### Excerpt
···

When Verity Hunt-Ballard was cast in Vivid White, Eddie Perfect’s new show – billed by Melbourne Theatre Company as a “pitch-black musical comedy” – she had no idea she and the rest of the cast would end up being the band as well.
Verity Hunt-Ballard and Brent Hill. Photograph © Justin Ridler
“It’s all systems go and all skill sets required,” she tells Limelight during through the rehearsal period. “A little while ago they decided that we would be the band – I was hired before this was the case – but they’ve got all these incredible actors who happen to play instruments as well. Eddie has written 14 songs for the piece and we’re the band, which is kind of like putting your mind in a hundred different places at once, in terms of [working on a] new text, scenes changing all the time, new music, music changing all the time, singing, moving – it’s kind of epic on so many levels, but it’s good and the cast is incredible.”
Hunt-Ballard is playing keys and tambourine. “Gillian Cosgriff is an incredible pianist so she plays keyboard one and I’m filling in with strings and pads,” she says. The rest of the cast – which includes Virginia Gay, Brent Hill, Keegan Joyce, Ben Mingay and Christina O’Neill – play guitar, bass and percussion and various other instruments.
Vivid White, which is being premiered by Melbourne Theatre Company, follows the success of Perfect’s first play The Beast, which MTC premiered in 2013. Where The Beast was a savage comedy about middle-class aspirations and pretensions, including ethical eating, Vivid White is “a play with songs” about Australia’s obsession with real estate.
It centres on two couples who have been known each other for years and would never let anything get in the way of their friendship – until they both want to buy the same house.
Director Dean Bryant says in the MTC press release: “Vivid White is the most theatrical new piece I’ve read in years – a roller coaster of comically dark scenes, interspersed with modern-day Weill-esque songs, and a climax unlike anything seen on MTC’s stage before. Eddie has one of the best gifts in the world, the ability to make you laugh hysterically at how ridiculous we are, and then leave you awake in the middle of the night. This new work screams off the page as a terrifyingly vivid look at what our world is becoming and it is thrilling to bring it to life.”
Hunt-Ballard, who came to prominence with her award-winning portrayal of Mary Poppins in Cameron Mackintosh’s production, has known Bryant for around 20 years. “His brother was in my year at WAAPA. When I first graduated, we did Virgins: A Musical Threesome and took it to New York, and that was where our creative relationship began,” she says.
In 2014, Hunt-Ballard starred in Bryant’s award-winning production of Sweet Charity, which opened the Hayes Theatre Co, where he has since directed acclaimed productions of Little Shop of Horrors and Assassins. He is an Associate Director at MTC where his recent credits include Born Yesterday.
“Dean is a master of casting. He’s very good at collecting a group of people that he knows are going to tell the story very well, but also collaborate in a very generous way to make it work,” says Hunt Ballard. “And Eddie has been coming in and out of the room with re-writes.”

···

### Record list
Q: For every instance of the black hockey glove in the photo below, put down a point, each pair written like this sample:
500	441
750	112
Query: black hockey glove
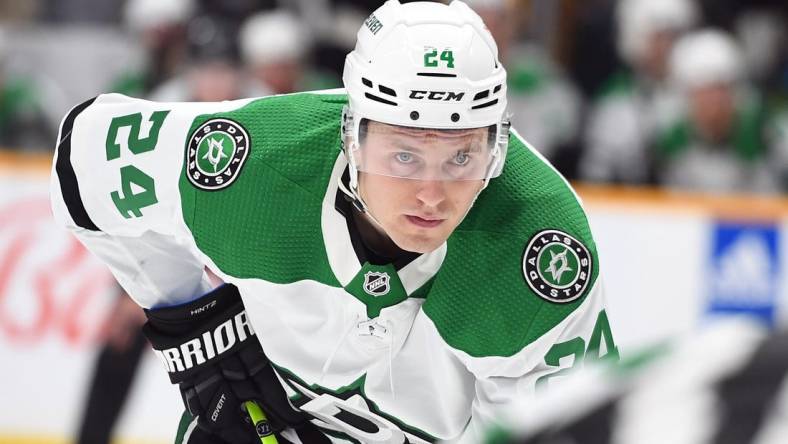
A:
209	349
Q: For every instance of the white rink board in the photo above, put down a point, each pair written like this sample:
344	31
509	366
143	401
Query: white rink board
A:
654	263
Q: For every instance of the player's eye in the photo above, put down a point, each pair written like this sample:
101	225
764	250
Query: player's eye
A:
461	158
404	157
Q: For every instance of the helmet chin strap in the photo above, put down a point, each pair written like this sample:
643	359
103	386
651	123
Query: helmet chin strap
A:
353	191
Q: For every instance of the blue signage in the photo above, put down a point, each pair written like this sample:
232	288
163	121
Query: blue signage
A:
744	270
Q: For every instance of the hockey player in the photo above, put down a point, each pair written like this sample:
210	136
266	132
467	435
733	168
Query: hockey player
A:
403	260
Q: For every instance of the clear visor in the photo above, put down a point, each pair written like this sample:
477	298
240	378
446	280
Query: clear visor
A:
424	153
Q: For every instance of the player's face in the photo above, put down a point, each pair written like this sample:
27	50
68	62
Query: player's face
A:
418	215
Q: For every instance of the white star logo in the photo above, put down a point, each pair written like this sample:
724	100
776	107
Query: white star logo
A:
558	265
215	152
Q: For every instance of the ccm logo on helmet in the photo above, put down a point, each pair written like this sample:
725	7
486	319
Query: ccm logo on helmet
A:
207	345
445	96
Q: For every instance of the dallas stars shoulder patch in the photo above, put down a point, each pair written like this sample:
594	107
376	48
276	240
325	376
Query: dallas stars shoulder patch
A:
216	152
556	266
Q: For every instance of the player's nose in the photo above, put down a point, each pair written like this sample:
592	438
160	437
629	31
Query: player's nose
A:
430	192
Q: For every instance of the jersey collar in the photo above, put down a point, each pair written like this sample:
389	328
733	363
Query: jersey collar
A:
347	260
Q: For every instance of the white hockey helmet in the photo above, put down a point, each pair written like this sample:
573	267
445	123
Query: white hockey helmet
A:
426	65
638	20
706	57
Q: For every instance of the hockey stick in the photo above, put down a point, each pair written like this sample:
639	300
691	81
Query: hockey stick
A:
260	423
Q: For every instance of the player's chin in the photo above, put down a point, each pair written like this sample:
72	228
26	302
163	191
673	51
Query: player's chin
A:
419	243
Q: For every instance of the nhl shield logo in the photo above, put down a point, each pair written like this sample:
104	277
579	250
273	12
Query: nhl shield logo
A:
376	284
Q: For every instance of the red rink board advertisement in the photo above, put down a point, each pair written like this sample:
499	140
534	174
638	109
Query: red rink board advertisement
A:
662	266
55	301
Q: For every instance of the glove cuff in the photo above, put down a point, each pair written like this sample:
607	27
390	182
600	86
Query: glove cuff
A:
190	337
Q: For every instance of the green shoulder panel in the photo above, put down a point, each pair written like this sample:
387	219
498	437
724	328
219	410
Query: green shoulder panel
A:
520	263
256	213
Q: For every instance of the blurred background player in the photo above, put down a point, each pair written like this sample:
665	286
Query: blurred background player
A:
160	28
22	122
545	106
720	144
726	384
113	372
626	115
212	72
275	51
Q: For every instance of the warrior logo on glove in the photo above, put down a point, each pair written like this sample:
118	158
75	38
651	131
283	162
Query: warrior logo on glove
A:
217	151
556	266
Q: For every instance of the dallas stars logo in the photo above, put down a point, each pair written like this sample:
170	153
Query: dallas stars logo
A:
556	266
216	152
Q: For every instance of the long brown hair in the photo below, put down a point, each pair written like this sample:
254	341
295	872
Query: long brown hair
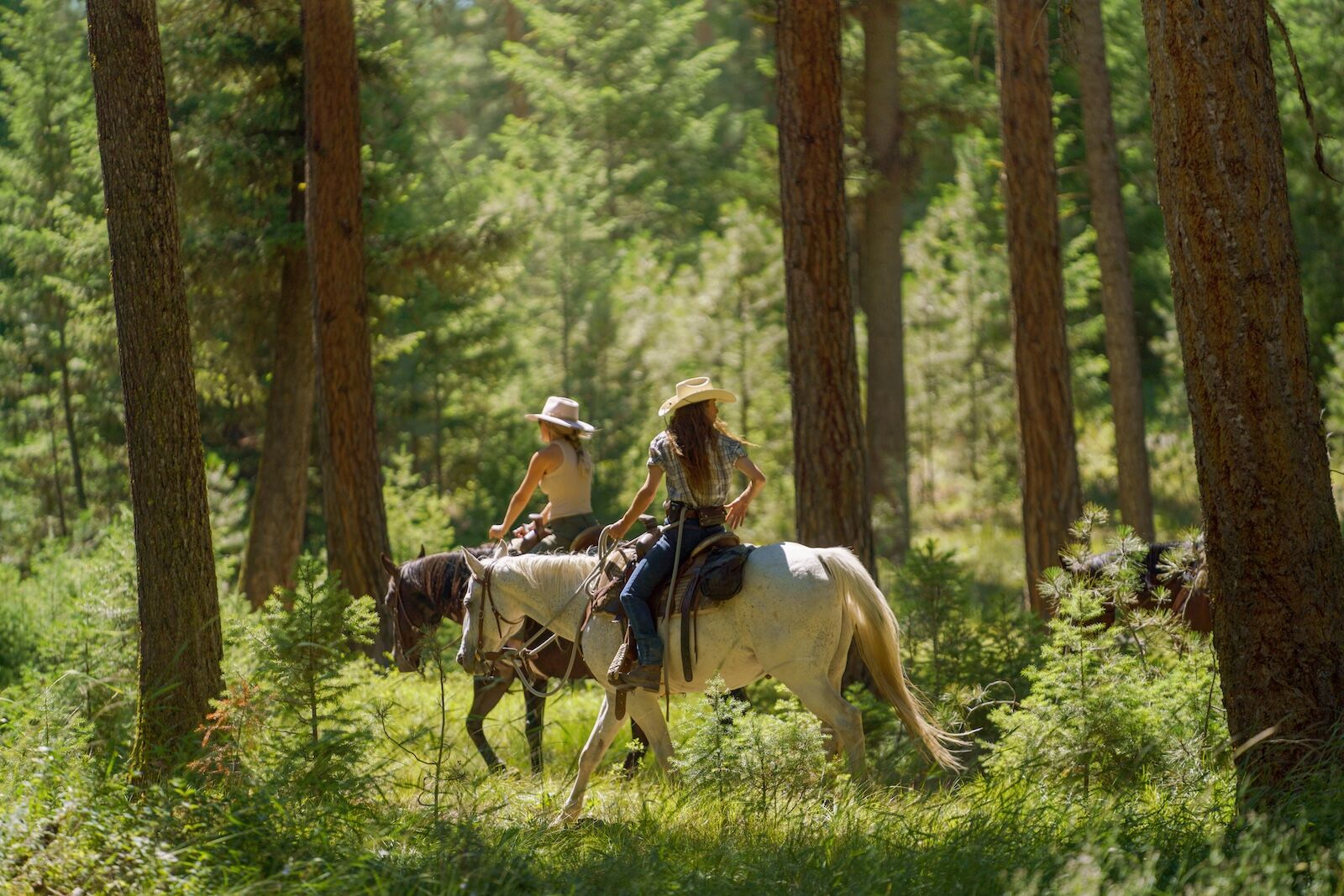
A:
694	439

···

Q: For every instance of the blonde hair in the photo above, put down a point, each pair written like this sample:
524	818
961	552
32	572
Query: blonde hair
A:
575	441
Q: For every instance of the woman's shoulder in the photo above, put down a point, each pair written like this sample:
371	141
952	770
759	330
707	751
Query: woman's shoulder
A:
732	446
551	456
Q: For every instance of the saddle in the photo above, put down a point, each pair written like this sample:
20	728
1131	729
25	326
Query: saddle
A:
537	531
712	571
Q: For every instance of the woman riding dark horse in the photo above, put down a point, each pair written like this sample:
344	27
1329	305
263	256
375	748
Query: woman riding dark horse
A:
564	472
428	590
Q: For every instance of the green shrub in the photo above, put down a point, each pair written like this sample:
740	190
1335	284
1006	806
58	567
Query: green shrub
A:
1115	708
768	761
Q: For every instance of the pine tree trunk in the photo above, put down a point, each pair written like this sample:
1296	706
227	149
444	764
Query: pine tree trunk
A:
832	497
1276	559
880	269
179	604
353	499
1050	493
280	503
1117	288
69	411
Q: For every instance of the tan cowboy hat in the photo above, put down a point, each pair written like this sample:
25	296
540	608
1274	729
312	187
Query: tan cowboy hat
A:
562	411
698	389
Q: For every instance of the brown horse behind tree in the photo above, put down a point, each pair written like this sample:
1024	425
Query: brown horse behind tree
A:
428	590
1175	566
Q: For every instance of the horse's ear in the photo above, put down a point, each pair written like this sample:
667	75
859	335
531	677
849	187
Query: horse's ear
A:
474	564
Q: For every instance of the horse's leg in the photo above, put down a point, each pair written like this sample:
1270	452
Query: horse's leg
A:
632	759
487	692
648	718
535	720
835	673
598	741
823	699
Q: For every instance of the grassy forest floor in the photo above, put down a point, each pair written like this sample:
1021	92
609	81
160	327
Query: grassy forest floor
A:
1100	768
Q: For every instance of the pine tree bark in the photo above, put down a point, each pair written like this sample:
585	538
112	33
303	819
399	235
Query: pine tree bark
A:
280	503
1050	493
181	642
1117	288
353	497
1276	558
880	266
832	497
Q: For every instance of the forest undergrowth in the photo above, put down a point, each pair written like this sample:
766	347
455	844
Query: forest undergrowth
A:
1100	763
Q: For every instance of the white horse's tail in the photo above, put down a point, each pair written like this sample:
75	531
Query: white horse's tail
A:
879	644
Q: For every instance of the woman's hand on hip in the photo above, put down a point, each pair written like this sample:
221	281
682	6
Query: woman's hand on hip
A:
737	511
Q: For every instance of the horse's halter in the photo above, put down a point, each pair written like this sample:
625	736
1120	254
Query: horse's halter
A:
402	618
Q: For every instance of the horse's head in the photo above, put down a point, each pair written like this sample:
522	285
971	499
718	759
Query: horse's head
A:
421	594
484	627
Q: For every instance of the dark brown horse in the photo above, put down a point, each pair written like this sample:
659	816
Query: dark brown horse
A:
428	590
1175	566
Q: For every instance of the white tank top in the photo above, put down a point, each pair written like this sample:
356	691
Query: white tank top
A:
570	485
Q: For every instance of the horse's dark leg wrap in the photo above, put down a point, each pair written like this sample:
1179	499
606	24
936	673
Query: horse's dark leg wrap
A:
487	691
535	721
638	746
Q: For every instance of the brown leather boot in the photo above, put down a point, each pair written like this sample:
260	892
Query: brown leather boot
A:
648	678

···

### Set exercise A
Pick out every line in the rows that contains the string "rink".
### Set exercise B
Write the next part of the article about the musical Vivid White, starting right after its final paragraph.
The article and the two blocks of rows are unrelated material.

### Task answer A
Q: For every instance of the white rink board in the photo above, put down a point, each pair written like this sample:
Query: white rink board
Q: For every instance of the red rink board advertisement in the photo above, put down a point, each pair written like this sample:
Query: red rink board advertisement

### Task answer B
Vivid White comes with a warning that it contains gun shots, loud and dynamic sound effects, haze and smoke effects, blood, violence and very coarse language. “Yes, it does come with Eddie Perfect warnings – which is quite a lengthy list!” says Hunt-Ballard with a laugh, adding that dog poo is also involved.
In an attempt to describe the production, she says: “It’s so Eddie Perfect. It’s such a clever satire. As we’ve workshopped and put it together, and thought that it was specifically about one issue, it has actually become – as in life – about several issues: commenting on the nation’s obsession with real estate on one level and the separation between home owners and renters, but then also a comment on climate change and the way we turn on our back on the big world issues because we get obsessed with our own situations, choosing colours for the walls and home renovations. Eddie has cleverly slipped that into a story about two couples who are friends who want to buy the same house.”
Describing Vivid White as “new Australian, cutting-edge work that is pushing the boundaries” Hunt-Ballard says she feels “very privileged to be part of it”.
Asked about the music, she says: “In Eddie’s way, it’s so diverse. It spans lots of different genres. Virginia Gay has a very Kurt Weill-like number which she does brilliantly but there are a lot of different styles of music that randomly support what’s going on. Audiences are in for such a dense, rich experience in terms of storytelling.”
The production also includes puppetry, and uses an ensemble of second year students from the Victorian College of the Arts. “I was thinking, ‘gosh if I could have done that in my second year at WAAPA what an incredible experience not just to sit in the rehearsal room of a professional state theatre company but also be part of the show’. They are puppeteering and doing all sorts of things,” says Hunt-Ballard.
“And then there’s the element of watching the actors going from a scene to playing in the band, switching from being a bit like a Greek chorus and then back into the scene. For me and for all of the actors it’s been such a treat in the way we get to collaborate on telling that story.”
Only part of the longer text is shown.